■ Problem ■
The range starts at the line containing "of the tulip" and ends at the last line of the records below. Reproduce those lines exactly.

===============

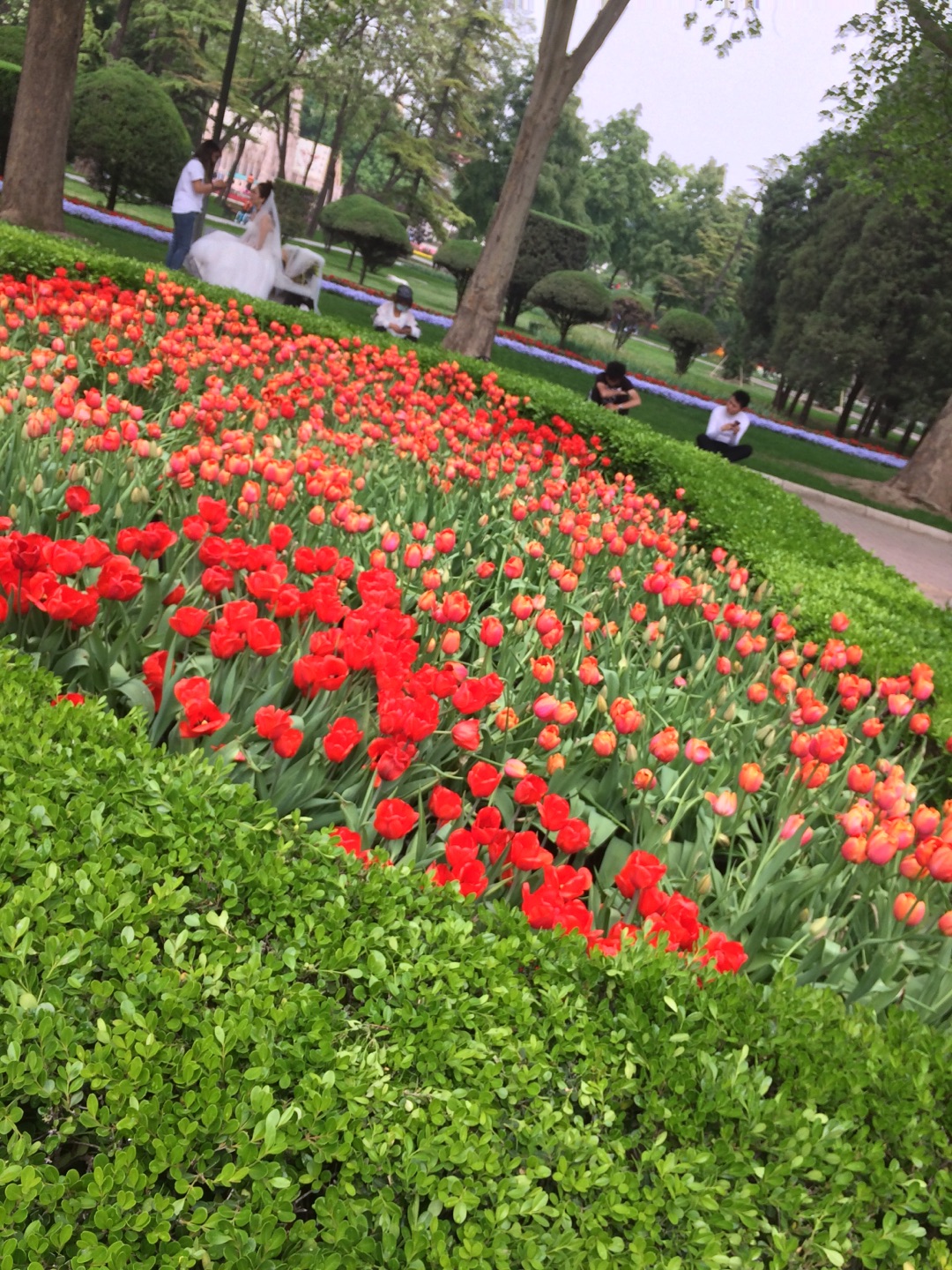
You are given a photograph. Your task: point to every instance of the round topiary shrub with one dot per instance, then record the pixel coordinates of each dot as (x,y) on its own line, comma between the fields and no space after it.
(460,258)
(129,129)
(569,297)
(687,334)
(227,1044)
(371,228)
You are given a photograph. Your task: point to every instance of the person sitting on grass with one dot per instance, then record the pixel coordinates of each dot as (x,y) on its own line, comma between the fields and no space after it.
(614,390)
(397,317)
(726,427)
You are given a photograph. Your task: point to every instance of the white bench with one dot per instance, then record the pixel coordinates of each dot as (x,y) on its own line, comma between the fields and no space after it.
(297,262)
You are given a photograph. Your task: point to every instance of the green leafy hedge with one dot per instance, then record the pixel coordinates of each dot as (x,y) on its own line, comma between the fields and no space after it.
(225,1042)
(814,568)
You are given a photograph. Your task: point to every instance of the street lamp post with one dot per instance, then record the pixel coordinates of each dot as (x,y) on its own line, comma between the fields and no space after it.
(227,72)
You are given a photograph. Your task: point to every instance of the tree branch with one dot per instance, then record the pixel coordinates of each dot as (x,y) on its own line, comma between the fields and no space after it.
(594,37)
(938,36)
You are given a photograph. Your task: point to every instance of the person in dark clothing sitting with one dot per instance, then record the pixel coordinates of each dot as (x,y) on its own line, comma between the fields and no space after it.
(614,390)
(725,429)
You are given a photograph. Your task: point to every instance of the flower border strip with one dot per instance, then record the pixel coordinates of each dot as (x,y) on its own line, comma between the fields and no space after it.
(98,216)
(643,385)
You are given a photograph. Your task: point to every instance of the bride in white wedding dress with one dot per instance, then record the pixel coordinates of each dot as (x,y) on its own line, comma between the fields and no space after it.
(249,263)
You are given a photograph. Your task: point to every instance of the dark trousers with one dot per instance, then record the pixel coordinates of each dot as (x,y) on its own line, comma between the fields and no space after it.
(183,228)
(733,453)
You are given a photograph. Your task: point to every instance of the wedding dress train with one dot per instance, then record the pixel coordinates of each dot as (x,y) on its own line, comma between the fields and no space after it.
(238,263)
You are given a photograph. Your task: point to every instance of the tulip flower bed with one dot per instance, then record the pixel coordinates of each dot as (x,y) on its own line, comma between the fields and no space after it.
(227,1044)
(458,638)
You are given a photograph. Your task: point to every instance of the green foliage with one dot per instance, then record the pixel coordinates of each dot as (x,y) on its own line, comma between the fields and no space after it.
(688,334)
(294,207)
(628,314)
(129,129)
(369,228)
(547,245)
(222,1036)
(814,568)
(11,43)
(458,257)
(569,297)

===============

■ Answer for this exercise ■
You are given a photograph. Your task: point to every instance of the tulip flower bed with one dot per instance, then record the pixel coordinates of each dot as (x,y) on its own line, comma between the fields and no space after it.
(227,1044)
(458,638)
You are given a photograph. Your task: point to every instance of the green foliage with one dot per instance, then record the pixel coordinates of each dot as (x,y) on its own line, comma between the fields and no space after it.
(688,334)
(294,207)
(628,314)
(129,129)
(369,228)
(547,245)
(222,1036)
(814,568)
(11,43)
(458,257)
(569,297)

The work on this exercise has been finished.